*TÂCHE À RÉALISER*
Modifie les lignes allant de celle qui contient « Would you mind marking the bust » jusqu'à la fin des enregistrements, ces deux bornes comprises. Remplace « bust pedestal » par « statue base » et laisse tout le reste inchangé.
━━━━━━━━━━━━━━━━━━━━
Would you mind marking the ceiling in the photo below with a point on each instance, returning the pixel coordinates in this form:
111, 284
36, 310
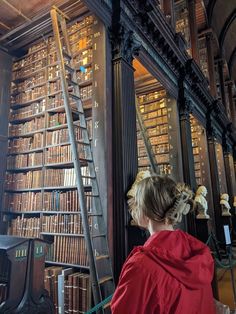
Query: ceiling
18, 18
221, 16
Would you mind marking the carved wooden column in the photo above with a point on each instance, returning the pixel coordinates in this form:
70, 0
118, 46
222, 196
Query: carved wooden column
124, 144
184, 106
229, 169
193, 30
229, 85
168, 9
210, 61
220, 64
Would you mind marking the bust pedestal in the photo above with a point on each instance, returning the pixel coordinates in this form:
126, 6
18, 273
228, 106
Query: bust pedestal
202, 229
━━━━━━━━━━━━━━━━━━━━
*RÉSULTAT PRODUIT*
Would you mind marking the statue base in the photo above with a point on each instance, returning the pixel coordinates in this form:
126, 6
18, 273
228, 106
Query: statue base
202, 229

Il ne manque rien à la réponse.